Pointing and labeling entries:
· · ·

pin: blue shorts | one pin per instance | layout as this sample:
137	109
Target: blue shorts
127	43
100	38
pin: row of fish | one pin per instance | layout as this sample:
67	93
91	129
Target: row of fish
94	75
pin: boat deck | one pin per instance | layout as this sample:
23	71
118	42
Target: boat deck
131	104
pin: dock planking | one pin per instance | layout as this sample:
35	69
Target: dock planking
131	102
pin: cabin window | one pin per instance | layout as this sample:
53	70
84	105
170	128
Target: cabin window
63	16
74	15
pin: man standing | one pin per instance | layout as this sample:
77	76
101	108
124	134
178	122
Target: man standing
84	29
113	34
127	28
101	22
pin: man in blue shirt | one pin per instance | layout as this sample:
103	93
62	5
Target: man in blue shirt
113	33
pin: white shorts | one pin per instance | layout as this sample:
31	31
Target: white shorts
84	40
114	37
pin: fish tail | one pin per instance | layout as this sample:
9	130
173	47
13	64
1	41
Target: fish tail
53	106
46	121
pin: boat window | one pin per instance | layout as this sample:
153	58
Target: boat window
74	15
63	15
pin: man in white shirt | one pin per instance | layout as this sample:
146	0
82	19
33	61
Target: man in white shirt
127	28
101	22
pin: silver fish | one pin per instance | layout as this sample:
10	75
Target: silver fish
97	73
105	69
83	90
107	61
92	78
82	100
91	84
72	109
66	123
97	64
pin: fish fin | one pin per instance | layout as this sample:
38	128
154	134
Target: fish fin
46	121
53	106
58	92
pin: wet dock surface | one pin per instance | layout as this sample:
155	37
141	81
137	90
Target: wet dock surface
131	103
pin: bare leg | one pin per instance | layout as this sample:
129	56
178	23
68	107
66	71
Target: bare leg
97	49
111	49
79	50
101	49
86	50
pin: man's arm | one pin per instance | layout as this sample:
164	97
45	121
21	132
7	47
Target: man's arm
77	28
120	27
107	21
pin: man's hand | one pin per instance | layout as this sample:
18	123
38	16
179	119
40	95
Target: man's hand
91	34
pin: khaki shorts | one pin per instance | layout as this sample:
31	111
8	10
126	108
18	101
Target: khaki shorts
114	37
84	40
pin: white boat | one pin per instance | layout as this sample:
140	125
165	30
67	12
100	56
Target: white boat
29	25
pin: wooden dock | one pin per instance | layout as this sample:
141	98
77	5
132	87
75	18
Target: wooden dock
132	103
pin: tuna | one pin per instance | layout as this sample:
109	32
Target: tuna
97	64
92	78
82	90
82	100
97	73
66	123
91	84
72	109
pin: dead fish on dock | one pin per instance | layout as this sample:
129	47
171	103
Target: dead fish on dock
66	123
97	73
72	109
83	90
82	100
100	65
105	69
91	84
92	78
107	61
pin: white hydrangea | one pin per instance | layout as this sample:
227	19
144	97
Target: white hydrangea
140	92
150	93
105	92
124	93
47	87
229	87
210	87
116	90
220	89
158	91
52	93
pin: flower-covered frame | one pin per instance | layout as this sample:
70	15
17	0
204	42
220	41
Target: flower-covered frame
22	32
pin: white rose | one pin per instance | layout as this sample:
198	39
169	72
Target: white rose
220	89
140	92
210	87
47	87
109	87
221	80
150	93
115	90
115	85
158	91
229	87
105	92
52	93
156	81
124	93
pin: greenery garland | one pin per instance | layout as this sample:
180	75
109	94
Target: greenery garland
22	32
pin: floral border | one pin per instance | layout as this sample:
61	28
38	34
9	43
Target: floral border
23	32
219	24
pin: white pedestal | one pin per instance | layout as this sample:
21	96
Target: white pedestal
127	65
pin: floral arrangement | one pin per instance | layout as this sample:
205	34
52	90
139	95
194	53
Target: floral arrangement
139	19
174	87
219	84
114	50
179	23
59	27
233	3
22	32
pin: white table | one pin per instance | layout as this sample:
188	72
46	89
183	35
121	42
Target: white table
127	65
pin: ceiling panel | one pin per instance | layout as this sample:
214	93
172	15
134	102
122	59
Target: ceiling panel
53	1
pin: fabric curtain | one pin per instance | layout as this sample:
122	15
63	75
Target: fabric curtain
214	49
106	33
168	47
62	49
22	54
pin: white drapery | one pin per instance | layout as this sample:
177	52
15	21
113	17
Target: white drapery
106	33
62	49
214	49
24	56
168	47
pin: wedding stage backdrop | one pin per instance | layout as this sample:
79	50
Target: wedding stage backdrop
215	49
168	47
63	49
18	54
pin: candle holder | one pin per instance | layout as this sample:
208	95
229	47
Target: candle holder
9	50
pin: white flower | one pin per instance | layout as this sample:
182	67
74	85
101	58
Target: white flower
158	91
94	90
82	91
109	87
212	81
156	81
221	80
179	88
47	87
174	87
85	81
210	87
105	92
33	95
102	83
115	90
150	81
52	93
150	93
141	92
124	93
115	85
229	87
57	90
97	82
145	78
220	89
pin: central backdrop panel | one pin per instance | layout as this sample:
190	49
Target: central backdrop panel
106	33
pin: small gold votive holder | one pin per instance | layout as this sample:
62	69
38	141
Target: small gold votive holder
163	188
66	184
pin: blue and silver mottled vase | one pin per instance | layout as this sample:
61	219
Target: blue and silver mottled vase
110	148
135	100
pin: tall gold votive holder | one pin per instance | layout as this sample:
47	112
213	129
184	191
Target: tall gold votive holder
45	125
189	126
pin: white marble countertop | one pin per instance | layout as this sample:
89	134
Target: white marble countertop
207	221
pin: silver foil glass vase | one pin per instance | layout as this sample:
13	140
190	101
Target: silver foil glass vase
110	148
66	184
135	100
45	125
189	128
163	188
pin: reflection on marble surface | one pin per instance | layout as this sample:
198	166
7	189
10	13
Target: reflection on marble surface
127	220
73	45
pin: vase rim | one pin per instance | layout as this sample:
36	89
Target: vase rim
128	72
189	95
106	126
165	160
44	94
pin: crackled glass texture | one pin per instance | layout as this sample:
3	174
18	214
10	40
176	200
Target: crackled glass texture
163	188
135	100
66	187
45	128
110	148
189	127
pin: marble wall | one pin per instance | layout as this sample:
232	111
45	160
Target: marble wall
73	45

· · ·

__Directive__: From the preceding material, extract every line exactly.

__Solution to the problem__:
pin: blue shorts | one pin per instance | layout as this sample:
137	109
Target: blue shorts
127	43
100	38
pin: row of fish | one pin per instance | layout as this sample:
67	93
91	129
Target: row of fish
94	75
pin: boat deck | one pin per instance | layout as this sample:
23	71
118	42
Target: boat deck
131	104
pin: dock planking | one pin per instance | layout as this sample:
35	69
Target: dock planking
131	102
pin: cabin window | one pin per instance | layout as this sample:
53	70
84	105
170	128
Target: cabin window
63	16
74	15
pin: man standing | one pin per instance | layout as this sample:
77	76
101	108
124	134
178	122
Target: man standing
84	29
113	34
127	28
101	22
pin: man in blue shirt | one pin per instance | layout as this sample:
103	93
62	5
Target: man in blue shirt
113	33
pin: white shorts | one pin per instance | layout as this sample:
31	31
Target: white shorts
84	40
114	37
pin: fish tail | one pin per instance | layout as this sample:
9	130
173	47
13	64
1	41
Target: fish tail
53	106
46	121
pin: boat window | one pin per instance | layout as this sample:
153	58
Target: boat window
74	15
63	15
pin: man in white shirt | one pin per instance | layout as this sample:
146	0
82	19
33	61
Target: man in white shirt
127	28
101	22
pin: silver fish | one pin per instance | layout as this sample:
10	75
Target: silver fish
97	73
105	69
83	90
107	61
92	78
82	100
91	84
72	109
66	123
97	64
pin: fish fin | one pin per instance | layout as this sample:
38	128
154	134
Target: fish fin
46	121
53	106
58	92
pin: wet dock surface | one pin per instance | layout as this sample:
155	37
141	81
137	90
Target: wet dock surface
131	103
pin: bare leg | one pin per instance | layout as this sample:
129	56
178	23
68	107
66	71
Target: bare leg
97	49
111	49
79	50
101	49
86	50
pin: man's arm | one pin per instance | layout as this sample:
164	97
45	121
21	132
7	47
Target: man's arm
77	28
120	27
107	21
pin: man's hand | one pin per instance | layout as this sample:
18	123
38	16
179	119
40	95
Target: man's hand
91	34
pin: khaki shorts | one pin per instance | layout as this sample:
31	111
8	10
126	108
18	101
Target: khaki shorts
114	37
84	40
pin: white boat | one pin per instance | layout as this sample:
140	125
165	30
67	12
100	56
Target: white boat
29	25
pin: wooden dock | one pin per instance | layout as this sample:
141	98
77	5
132	87
75	18
Target: wooden dock
132	103
pin: tuna | one pin per instance | layout as this sample:
109	32
Target: tuna
97	64
92	78
82	90
82	100
97	73
66	123
91	84
72	109
pin: dead fish on dock | one pin per instance | layout as this sample:
129	47
171	103
Target: dead fish on dock
66	123
97	73
72	109
83	90
82	100
100	65
105	69
91	84
92	78
107	61
pin: white hydrangea | one pin per instance | layout as this sample:
227	19
144	97
Target: white hydrangea
140	92
150	93
105	92
124	93
47	87
229	87
210	87
116	90
220	89
158	91
52	93
pin: flower-covered frame | one pin per instance | layout as this sample:
70	15
17	0
204	42
220	41
Target: flower-covered frame
22	32
pin: white rose | one pin per instance | layout as this sample:
198	39
169	72
Target: white rose
220	89
140	92
210	87
47	87
109	87
221	80
150	93
115	90
115	85
158	91
229	87
105	92
52	93
156	81
124	93
pin: greenery garland | one pin per instance | layout as this sample:
180	75
109	94
Target: greenery garland
22	32
pin: floral border | one pin per instance | layout as this sample:
61	28
38	34
9	43
Target: floral border
23	32
219	24
pin: white pedestal | one pin per instance | layout as this sample:
21	96
Target: white pedestal
127	65
pin: floral arrangement | one pin per instance | layout as this sample:
205	34
52	90
139	95
194	53
Target: floral arrangement
139	19
174	87
219	84
114	50
179	23
59	27
233	3
22	32
pin: white table | one pin per instance | layout as this sample:
188	72
46	89
183	35
121	42
Target: white table
127	65
pin: ceiling panel | one pin per instance | layout as this sample:
214	93
172	15
134	102
122	59
Target: ceiling panel
53	1
pin: fabric curtain | one pin per instance | layout as this sample:
122	15
63	75
Target: fabric curtain
214	49
106	33
168	47
62	49
22	54
pin: white drapery | one pin per instance | layout as this sample:
177	52
15	21
113	17
Target: white drapery
106	33
62	49
214	49
24	56
168	47
pin: wedding stage backdrop | one pin per instance | layout as this sample:
79	50
Target: wedding stage backdrop
215	49
168	47
63	49
18	54
pin: candle holder | one pin per instance | layout as this sample:
208	95
229	47
Target: candle holder
9	50
pin: white flower | one pin per instance | layout as this sample:
182	67
74	85
101	58
Target: white flower
158	91
94	90
82	91
109	87
212	81
156	81
221	80
179	88
47	87
174	87
85	81
210	87
105	92
33	95
102	83
115	90
150	81
52	93
150	93
141	92
124	93
115	85
229	87
57	90
97	82
145	78
220	89
pin: central backdrop panel | one pin per instance | layout as this sample:
190	49
Target: central backdrop panel
106	33
pin: small gold votive holder | one pin per instance | layout as this sample:
62	69
38	141
Target: small gold votive holder
163	188
66	184
pin: blue and silver mottled vase | one pin per instance | layout as this sample:
61	219
Target: blue and silver mottled vase
110	148
135	100
pin: tall gold votive holder | one pin per instance | layout as this sample:
47	112
213	129
184	191
Target: tall gold votive holder
45	125
189	126
pin: white marble countertop | one pin per instance | layout as this sample:
89	134
Target: white marble countertop
207	221
pin: silver foil glass vase | one pin per instance | layout as this sample:
13	140
190	101
Target: silver foil glass vase
110	148
66	184
135	100
45	125
189	128
163	188
pin: reflection on marble surface | one pin per instance | layout as this sample:
198	166
7	189
10	13
Target: reflection on marble surface
127	220
73	45
pin: vase rim | one pin per instance | layout as this sample:
36	89
Target: vase rim
128	72
189	95
106	126
165	160
44	94
pin: crackled glass texture | one pin per instance | layout as this sample:
3	174
18	214
10	40
176	200
Target: crackled glass texture
163	188
135	100
66	187
45	128
110	148
189	127
pin: marble wall | one pin per instance | layout as this sample:
232	111
45	160
Target: marble wall
73	45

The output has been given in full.